Short exercise: Print each of the items below word for word, leaving out the pictures.

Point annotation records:
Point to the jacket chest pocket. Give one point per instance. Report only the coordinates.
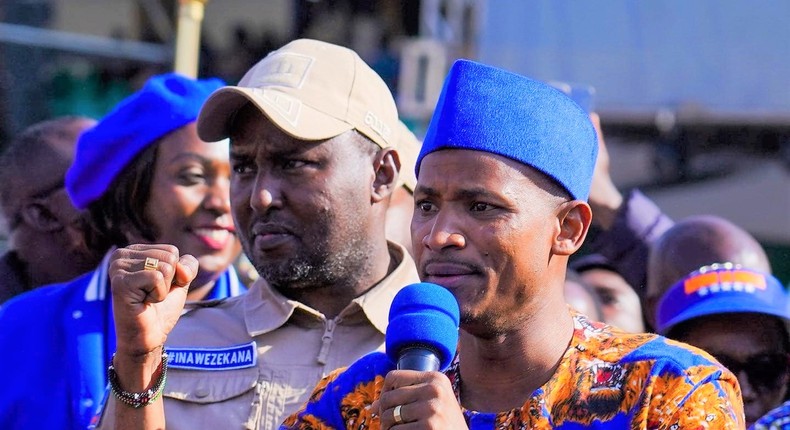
(212, 399)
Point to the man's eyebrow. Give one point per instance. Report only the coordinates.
(463, 194)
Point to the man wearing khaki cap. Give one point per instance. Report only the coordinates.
(312, 131)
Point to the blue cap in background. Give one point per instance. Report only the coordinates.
(721, 289)
(165, 103)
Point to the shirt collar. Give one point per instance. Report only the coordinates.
(265, 309)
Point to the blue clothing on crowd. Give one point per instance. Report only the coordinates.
(776, 419)
(57, 342)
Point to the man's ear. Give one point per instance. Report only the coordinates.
(40, 217)
(574, 220)
(386, 166)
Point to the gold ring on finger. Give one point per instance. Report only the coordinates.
(151, 263)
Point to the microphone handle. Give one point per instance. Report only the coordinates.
(418, 358)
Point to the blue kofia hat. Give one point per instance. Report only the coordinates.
(488, 109)
(721, 288)
(165, 103)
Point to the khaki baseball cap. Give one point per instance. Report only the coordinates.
(311, 90)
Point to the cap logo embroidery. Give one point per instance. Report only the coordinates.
(713, 282)
(288, 107)
(379, 126)
(284, 69)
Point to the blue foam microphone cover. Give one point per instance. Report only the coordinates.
(423, 317)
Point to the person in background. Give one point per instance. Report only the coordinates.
(314, 150)
(502, 182)
(628, 223)
(143, 175)
(620, 304)
(692, 243)
(582, 297)
(740, 317)
(47, 235)
(402, 202)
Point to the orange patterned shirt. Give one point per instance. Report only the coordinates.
(606, 379)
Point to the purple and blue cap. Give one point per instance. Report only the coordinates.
(487, 109)
(721, 289)
(165, 103)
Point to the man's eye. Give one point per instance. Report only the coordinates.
(242, 168)
(294, 164)
(192, 176)
(481, 207)
(424, 206)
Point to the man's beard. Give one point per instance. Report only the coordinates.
(318, 266)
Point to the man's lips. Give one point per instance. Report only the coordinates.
(446, 269)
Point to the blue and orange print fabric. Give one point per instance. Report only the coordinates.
(606, 379)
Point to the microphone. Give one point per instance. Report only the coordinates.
(423, 328)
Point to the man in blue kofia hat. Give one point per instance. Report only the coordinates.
(502, 182)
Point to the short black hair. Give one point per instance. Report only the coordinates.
(120, 211)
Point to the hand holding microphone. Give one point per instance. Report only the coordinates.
(422, 337)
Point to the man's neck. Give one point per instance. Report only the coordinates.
(515, 364)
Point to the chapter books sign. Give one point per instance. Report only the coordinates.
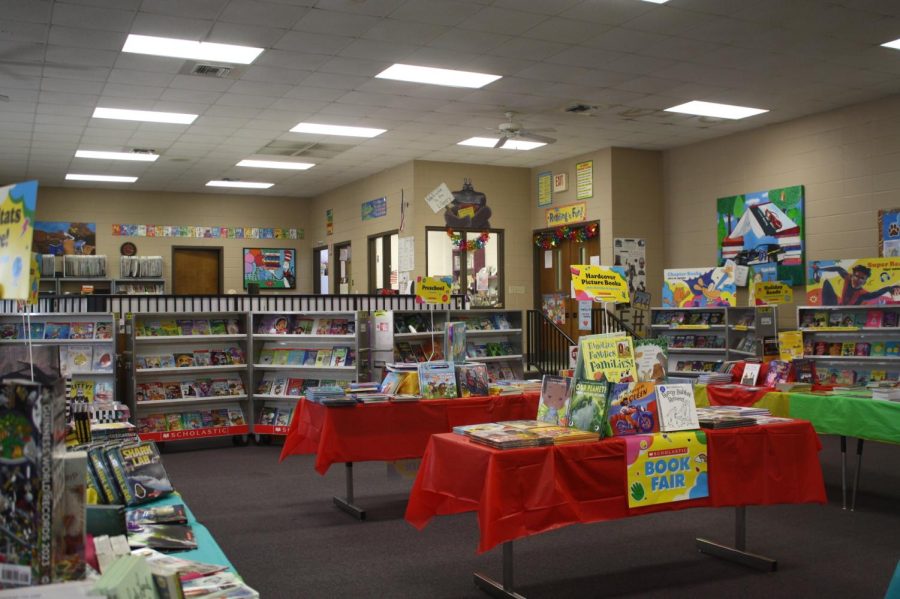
(763, 227)
(699, 287)
(853, 282)
(666, 468)
(17, 206)
(599, 283)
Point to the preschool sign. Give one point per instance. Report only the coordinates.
(665, 468)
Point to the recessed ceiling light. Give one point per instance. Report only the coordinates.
(150, 116)
(721, 111)
(337, 130)
(244, 184)
(295, 166)
(105, 178)
(435, 76)
(490, 142)
(175, 48)
(138, 156)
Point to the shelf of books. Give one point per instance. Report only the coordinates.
(87, 347)
(190, 375)
(851, 345)
(700, 339)
(293, 351)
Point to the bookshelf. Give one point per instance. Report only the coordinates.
(292, 351)
(86, 343)
(851, 345)
(700, 339)
(190, 375)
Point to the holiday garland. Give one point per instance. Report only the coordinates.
(551, 239)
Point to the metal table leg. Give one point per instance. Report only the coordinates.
(494, 588)
(346, 504)
(738, 553)
(859, 446)
(843, 472)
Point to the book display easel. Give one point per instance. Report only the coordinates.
(701, 339)
(293, 351)
(190, 375)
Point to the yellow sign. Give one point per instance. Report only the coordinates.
(790, 345)
(664, 468)
(591, 282)
(566, 215)
(770, 293)
(433, 290)
(17, 206)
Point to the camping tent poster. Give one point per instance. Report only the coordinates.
(699, 287)
(853, 282)
(17, 206)
(763, 227)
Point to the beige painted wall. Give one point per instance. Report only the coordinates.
(848, 159)
(106, 207)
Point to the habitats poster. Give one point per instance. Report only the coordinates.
(853, 282)
(699, 287)
(270, 268)
(763, 227)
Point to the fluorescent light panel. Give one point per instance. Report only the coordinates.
(435, 76)
(321, 129)
(104, 178)
(490, 142)
(176, 48)
(136, 156)
(721, 111)
(295, 166)
(150, 116)
(244, 184)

Task answer:
Point to the jacket chest pocket. Give one point per instance. Report only the coordinates.
(212, 399)
Point to the man's eyebrow. Give one point per instance. Report only the coordinates.
(463, 194)
Point to the man wearing khaki cap. Give one point per instance. Report only the coordinates.
(312, 131)
Point to the blue cap in background. Give one point per instance. Report only the coordinates.
(721, 289)
(165, 103)
Point to the shirt collar. Give one point per instance. Report only the coordinates.
(265, 309)
Point to the blue clothing on crowd. Give one point per instance. Report only the coordinates.
(776, 419)
(57, 342)
Point to the man's ear. Give one point per instance. Report only the coordinates.
(40, 217)
(574, 220)
(386, 166)
Point to the gold ring on finger. Give one point per instance. Report only the coordinates.
(151, 263)
Point to the microphone handle. Give one point per instance. Report only the coordinates.
(418, 358)
Point to the blue kofia hat. Give one point per instance. Report only the coordinates.
(488, 109)
(721, 288)
(165, 103)
Point to the khaki baseball cap. Give one point per instance. Report only the coordinates.
(311, 90)
Point to the cap logo embroidery. Give one point per instance. Report only the coordinates.
(713, 282)
(288, 107)
(379, 126)
(284, 69)
Point to the blue foam microphone cover. Give one point per instance. Report only the coordinates.
(423, 317)
Point to the person in background. Give one point per instance. Report only the coordinates.
(314, 150)
(502, 182)
(628, 223)
(143, 175)
(620, 304)
(692, 243)
(582, 297)
(740, 317)
(47, 235)
(402, 202)
Point to the orange patterned shirt. Give one point per instance. Report only the coordinates.
(606, 379)
Point to the purple and blue cap. Give one point per instance. Report only the coordinates.
(487, 109)
(721, 289)
(165, 103)
Point to the man's eye. Give one point per instance. Report only the coordinates.
(242, 168)
(294, 164)
(192, 176)
(481, 207)
(424, 206)
Point to the man's beard. Give one point per instance. Report only the coordinates.
(318, 266)
Point to the man's lips. Give one point per instance. Report only the coordinates.
(446, 269)
Point to the blue and orange print fabric. Give one point per instance. Report only the coordinates.
(606, 379)
Point to the microphone. Give one point per instance. Report only the coordinates.
(423, 328)
Point to the man in blue kofia hat. Give one point per instance. Report only the coordinates.
(502, 182)
Point to the short black hair. Give one point per instance. Report only the coordinates.
(120, 211)
Point to the hand holding microphone. Give one point per instance. Report only the coordinates.
(422, 337)
Point to the man's neck. Give one point per instance. Report only the coordinates.
(515, 364)
Point to the chapter books sign. Give one point per instance. Report only the coordinates.
(763, 227)
(699, 287)
(853, 282)
(666, 468)
(17, 206)
(599, 283)
Point to the preschool sign. Give one point per instance. Report only the coordinates.
(665, 468)
Point to the recessed ceiling light. Give one point per instance. Report only the coordinates.
(150, 116)
(721, 111)
(337, 130)
(244, 184)
(295, 166)
(105, 178)
(435, 76)
(490, 142)
(175, 48)
(138, 156)
Point to the shelf of books. Give one point per instance. Report only the coordinates.
(87, 347)
(190, 375)
(851, 345)
(700, 339)
(293, 351)
Point to the bookshelf. Give one point per instance. Report only the coordinates.
(292, 351)
(86, 343)
(851, 345)
(700, 339)
(190, 375)
Point to the holiday garland. Give one point per instance. Report only the coordinates.
(551, 239)
Point to the metal table leg. Give one point per instance. Report only the coordinates.
(494, 588)
(346, 504)
(738, 553)
(859, 446)
(843, 472)
Point to the book display easel. Give one point per instance. Report only the coordinates.
(701, 339)
(293, 351)
(190, 375)
Point to the yellow sign. Give one point per instance. Report only the coordinates.
(790, 345)
(664, 468)
(591, 282)
(566, 215)
(770, 293)
(433, 290)
(17, 206)
Point to the camping tent poster. Give one point per instance. Report only the coordinates.
(699, 287)
(853, 282)
(17, 206)
(763, 227)
Point to the beige painted wall. Give one point per instance. Report only the coordinates.
(848, 159)
(106, 207)
Point to the habitats poster. Give one point per instance. Report only the coordinates.
(853, 282)
(699, 287)
(270, 268)
(763, 227)
Point to the fluorescent light panel. Give one point per instance. Report only the coordinates.
(435, 76)
(321, 129)
(104, 178)
(490, 142)
(176, 48)
(136, 156)
(721, 111)
(295, 166)
(150, 116)
(244, 184)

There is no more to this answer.